Dataset records:
[BEGIN]

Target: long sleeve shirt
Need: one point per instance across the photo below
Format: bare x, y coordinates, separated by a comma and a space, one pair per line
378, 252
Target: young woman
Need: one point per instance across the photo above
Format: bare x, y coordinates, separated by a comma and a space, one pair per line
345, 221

[END]
[BEGIN]

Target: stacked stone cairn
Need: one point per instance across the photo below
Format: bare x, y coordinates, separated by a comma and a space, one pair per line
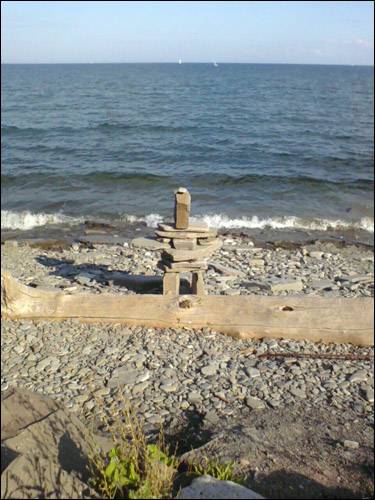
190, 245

[END]
[BEGIN]

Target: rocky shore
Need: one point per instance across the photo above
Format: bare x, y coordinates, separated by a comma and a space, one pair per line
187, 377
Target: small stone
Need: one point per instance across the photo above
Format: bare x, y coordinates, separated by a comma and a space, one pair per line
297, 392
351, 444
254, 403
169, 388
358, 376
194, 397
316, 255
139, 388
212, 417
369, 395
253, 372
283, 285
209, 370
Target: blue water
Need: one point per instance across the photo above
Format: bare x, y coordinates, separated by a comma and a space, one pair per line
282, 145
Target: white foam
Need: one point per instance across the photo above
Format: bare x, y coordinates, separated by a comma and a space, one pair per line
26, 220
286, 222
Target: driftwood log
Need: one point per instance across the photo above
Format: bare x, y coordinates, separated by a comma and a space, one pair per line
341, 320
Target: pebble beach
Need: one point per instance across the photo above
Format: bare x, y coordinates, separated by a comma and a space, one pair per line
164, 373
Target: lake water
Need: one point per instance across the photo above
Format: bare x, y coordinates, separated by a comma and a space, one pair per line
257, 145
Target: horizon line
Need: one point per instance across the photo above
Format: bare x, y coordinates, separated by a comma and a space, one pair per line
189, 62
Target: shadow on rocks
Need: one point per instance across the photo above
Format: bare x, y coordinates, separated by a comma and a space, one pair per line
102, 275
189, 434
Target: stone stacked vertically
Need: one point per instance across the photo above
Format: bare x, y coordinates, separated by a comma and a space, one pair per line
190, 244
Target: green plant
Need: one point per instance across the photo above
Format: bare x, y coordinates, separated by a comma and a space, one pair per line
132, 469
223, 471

[END]

Your objective: Return each line from the rows above that contains the string "water", treating uppercase and lowercase letters as different.

Final result:
Target: blue water
Target: lake water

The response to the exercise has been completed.